■ **Records for this exercise**:
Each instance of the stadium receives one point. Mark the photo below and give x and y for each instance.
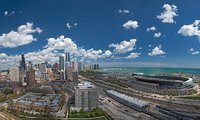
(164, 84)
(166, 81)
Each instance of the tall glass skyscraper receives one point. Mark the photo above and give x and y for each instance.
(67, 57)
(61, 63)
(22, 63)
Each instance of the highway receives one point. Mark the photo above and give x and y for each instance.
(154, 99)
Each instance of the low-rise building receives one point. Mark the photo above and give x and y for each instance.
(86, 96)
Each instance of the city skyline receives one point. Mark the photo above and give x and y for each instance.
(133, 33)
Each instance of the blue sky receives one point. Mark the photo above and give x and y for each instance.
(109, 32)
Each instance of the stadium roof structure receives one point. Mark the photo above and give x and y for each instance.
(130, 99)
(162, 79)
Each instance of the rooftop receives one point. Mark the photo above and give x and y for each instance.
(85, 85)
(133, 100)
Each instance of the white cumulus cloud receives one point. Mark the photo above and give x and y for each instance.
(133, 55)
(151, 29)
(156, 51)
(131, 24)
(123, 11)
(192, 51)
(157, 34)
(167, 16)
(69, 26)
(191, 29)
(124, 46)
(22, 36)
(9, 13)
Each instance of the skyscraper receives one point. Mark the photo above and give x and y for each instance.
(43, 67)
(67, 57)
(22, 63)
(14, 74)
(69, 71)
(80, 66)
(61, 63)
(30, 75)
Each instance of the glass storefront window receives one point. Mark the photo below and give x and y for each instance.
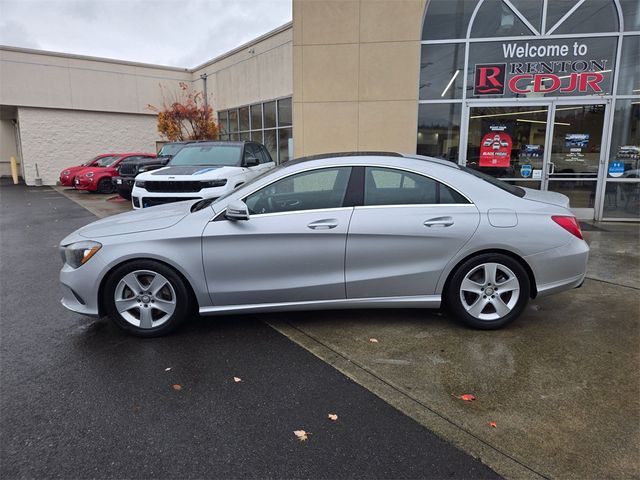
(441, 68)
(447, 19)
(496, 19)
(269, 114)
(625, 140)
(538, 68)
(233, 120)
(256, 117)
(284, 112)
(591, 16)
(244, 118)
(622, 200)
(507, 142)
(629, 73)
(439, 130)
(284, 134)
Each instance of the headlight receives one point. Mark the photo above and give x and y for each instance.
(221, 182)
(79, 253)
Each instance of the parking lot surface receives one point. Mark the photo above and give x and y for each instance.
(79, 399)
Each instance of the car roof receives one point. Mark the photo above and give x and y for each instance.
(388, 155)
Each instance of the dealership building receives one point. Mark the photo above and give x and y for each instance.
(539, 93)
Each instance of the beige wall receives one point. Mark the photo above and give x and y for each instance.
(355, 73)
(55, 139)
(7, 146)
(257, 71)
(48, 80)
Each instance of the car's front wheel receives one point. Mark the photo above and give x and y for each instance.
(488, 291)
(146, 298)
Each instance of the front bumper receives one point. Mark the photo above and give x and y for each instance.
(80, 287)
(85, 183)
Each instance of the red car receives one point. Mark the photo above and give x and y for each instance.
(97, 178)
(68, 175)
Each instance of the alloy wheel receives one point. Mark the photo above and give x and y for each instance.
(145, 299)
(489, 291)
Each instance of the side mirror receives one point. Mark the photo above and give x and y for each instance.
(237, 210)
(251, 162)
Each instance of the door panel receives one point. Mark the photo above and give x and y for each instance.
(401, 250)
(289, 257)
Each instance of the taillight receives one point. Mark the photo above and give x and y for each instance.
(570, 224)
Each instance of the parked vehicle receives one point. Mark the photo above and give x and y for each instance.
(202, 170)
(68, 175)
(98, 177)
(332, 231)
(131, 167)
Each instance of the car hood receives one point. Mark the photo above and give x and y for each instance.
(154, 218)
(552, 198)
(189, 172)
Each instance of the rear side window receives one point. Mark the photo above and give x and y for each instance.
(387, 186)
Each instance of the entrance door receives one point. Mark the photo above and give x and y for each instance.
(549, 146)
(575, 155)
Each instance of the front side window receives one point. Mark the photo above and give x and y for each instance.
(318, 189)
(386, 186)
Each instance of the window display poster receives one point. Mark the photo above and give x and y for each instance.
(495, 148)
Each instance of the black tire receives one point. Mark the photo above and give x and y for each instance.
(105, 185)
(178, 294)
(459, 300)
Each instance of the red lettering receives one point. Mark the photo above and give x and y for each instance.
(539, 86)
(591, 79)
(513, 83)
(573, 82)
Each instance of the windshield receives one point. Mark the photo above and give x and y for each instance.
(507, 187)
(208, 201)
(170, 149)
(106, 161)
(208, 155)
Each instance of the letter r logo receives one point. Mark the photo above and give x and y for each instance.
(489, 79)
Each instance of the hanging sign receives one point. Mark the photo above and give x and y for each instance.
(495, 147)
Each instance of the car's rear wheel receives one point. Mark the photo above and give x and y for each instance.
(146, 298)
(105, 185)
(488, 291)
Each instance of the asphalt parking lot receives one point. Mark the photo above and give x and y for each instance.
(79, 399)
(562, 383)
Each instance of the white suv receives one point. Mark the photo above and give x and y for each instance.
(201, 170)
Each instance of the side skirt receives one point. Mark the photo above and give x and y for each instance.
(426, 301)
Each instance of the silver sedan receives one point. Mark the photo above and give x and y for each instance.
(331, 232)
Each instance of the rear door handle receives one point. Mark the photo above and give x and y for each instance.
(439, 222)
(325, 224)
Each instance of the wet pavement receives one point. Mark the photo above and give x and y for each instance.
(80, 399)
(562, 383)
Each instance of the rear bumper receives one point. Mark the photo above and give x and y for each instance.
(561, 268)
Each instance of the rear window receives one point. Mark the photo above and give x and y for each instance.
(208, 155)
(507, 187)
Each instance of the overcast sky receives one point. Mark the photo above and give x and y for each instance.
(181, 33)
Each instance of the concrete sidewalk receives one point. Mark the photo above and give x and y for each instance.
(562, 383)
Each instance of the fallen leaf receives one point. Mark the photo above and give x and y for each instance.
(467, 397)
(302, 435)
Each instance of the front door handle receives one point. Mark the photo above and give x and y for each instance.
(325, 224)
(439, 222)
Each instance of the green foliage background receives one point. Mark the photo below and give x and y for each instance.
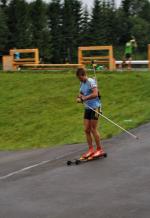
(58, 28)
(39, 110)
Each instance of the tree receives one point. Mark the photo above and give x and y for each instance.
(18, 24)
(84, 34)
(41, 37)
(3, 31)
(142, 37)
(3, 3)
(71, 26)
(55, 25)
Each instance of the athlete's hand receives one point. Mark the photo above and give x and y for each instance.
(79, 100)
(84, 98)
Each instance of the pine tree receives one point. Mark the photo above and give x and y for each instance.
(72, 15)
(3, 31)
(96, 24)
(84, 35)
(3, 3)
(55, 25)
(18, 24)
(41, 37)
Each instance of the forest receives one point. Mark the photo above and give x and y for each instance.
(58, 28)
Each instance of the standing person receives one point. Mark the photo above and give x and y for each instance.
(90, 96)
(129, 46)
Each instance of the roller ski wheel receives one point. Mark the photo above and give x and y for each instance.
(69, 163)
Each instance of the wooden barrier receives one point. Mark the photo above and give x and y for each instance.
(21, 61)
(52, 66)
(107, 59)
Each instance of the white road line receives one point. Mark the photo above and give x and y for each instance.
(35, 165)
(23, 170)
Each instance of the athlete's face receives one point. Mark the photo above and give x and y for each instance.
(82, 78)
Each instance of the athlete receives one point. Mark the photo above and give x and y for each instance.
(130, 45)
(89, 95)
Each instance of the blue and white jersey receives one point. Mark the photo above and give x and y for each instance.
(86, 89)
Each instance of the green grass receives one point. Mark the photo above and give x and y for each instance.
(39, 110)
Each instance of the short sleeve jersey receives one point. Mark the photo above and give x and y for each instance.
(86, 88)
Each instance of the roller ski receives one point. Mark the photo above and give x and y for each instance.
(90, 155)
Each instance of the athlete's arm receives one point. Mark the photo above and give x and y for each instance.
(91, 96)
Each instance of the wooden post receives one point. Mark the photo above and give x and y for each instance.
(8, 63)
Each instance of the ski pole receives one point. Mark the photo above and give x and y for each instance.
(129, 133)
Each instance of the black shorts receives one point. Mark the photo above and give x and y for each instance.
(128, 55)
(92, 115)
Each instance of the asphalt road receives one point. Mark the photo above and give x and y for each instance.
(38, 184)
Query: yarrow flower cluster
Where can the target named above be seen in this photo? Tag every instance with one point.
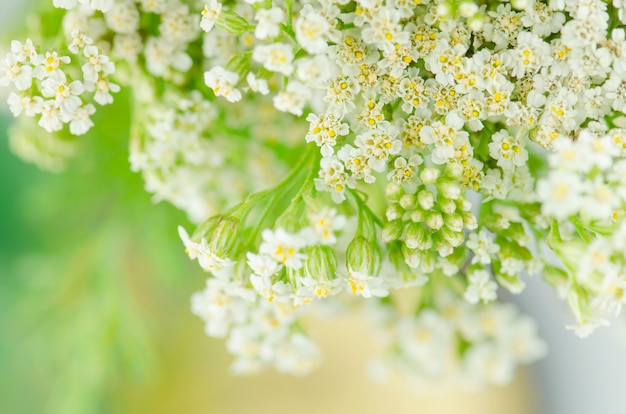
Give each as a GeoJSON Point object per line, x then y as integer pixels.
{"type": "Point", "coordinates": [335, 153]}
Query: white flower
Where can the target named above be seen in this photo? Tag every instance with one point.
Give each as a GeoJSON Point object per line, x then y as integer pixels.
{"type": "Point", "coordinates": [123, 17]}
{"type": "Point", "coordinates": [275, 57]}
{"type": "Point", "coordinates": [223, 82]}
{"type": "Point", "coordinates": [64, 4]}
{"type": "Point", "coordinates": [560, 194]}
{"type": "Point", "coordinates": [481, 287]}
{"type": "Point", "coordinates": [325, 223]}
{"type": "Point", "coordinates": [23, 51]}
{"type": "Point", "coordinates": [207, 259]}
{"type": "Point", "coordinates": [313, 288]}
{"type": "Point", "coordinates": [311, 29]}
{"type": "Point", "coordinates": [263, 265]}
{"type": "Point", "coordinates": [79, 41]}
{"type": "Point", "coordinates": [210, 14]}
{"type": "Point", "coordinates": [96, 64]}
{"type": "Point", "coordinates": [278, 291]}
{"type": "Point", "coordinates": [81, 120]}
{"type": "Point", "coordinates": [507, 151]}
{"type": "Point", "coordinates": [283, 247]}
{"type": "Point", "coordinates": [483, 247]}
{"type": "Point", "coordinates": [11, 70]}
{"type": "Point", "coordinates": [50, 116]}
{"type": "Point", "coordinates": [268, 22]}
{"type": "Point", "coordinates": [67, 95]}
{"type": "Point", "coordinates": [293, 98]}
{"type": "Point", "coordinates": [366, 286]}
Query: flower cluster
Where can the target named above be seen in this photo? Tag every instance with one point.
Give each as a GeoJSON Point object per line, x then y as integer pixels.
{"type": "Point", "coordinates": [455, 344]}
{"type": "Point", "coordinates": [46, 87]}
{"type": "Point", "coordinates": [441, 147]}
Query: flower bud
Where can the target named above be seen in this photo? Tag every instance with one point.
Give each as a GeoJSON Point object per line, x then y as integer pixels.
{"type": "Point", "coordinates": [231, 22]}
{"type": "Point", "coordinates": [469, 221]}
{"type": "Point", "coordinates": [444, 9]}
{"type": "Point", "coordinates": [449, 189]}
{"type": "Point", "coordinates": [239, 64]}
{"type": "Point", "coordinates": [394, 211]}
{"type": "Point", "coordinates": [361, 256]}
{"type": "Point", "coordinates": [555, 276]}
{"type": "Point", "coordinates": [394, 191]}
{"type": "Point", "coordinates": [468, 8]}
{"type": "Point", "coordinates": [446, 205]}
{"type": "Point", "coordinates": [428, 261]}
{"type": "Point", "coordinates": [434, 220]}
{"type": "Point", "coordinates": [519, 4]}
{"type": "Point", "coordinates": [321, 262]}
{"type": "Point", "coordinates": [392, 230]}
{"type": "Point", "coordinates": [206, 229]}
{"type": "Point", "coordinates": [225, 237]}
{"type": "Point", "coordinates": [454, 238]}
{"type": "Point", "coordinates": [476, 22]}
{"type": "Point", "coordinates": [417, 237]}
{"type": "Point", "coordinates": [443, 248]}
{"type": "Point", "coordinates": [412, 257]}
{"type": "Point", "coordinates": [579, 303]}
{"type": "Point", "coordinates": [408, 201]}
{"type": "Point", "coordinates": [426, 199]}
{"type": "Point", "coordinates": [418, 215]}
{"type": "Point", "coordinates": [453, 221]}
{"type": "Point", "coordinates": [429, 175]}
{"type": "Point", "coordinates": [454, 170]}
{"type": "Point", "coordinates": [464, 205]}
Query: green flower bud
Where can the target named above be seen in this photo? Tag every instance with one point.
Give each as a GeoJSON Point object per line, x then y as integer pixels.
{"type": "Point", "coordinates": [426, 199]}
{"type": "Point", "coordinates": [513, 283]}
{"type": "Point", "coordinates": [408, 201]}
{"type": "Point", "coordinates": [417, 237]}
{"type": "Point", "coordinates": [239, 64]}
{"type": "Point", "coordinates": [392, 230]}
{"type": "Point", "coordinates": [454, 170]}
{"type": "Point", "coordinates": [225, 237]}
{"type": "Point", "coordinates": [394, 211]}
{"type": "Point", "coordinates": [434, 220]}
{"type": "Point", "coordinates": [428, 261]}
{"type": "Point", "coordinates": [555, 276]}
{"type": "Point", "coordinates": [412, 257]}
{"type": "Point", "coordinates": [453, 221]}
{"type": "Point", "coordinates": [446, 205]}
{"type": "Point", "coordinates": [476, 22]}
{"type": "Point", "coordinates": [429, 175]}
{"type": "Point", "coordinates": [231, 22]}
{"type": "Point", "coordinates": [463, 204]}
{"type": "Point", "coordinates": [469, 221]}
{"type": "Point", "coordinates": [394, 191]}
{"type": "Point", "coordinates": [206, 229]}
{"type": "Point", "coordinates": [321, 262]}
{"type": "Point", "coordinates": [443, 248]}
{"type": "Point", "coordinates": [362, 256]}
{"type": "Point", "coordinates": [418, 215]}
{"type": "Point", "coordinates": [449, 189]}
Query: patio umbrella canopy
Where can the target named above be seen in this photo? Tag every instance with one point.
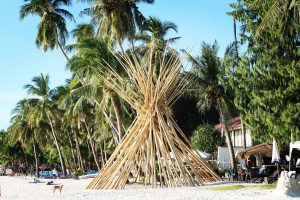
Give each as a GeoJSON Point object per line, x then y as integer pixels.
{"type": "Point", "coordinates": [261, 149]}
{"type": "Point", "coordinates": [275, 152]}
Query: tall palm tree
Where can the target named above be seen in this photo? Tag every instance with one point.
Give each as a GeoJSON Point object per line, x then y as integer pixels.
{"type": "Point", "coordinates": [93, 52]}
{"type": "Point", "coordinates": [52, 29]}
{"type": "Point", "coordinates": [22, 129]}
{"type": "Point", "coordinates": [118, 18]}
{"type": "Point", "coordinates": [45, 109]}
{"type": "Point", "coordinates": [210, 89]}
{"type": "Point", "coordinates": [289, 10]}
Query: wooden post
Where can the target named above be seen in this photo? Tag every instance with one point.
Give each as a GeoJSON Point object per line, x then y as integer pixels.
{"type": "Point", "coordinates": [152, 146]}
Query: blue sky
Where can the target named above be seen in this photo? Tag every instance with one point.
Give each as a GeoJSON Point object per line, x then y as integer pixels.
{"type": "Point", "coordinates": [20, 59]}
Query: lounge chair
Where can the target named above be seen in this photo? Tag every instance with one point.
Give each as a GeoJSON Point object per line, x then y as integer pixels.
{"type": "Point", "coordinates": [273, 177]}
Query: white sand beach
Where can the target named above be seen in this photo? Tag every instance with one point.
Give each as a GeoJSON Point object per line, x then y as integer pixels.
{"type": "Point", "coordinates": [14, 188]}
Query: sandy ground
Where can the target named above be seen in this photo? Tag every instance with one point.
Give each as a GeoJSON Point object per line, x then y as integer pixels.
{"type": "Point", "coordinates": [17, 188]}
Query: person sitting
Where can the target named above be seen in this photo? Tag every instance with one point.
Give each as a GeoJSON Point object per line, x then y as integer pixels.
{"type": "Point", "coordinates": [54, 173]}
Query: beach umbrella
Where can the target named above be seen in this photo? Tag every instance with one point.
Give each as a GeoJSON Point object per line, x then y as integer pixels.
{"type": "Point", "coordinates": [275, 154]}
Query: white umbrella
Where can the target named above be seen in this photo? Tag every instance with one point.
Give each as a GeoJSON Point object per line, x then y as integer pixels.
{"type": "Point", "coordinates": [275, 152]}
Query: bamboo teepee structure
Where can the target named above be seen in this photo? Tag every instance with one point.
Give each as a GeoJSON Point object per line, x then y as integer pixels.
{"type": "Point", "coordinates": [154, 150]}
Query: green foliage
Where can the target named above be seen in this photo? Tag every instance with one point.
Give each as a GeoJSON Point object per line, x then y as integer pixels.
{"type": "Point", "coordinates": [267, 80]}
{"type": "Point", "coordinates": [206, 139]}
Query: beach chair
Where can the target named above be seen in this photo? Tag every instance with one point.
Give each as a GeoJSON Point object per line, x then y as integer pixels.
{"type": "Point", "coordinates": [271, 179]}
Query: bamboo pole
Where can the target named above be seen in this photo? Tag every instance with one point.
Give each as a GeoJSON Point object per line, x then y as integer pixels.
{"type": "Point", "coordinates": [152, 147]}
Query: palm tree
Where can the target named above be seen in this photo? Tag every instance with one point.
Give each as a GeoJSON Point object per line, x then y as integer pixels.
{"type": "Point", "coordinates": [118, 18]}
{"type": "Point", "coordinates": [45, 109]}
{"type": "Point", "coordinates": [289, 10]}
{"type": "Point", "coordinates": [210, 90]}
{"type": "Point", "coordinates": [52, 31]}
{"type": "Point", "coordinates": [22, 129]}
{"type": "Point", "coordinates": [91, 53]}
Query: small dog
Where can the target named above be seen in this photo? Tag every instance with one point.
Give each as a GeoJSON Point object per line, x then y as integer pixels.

■ **What the exercise asks**: Where a line in the entries holds "palm", copy that line.

■ **Exercise result**:
Query: tall palm tree
Query: palm tree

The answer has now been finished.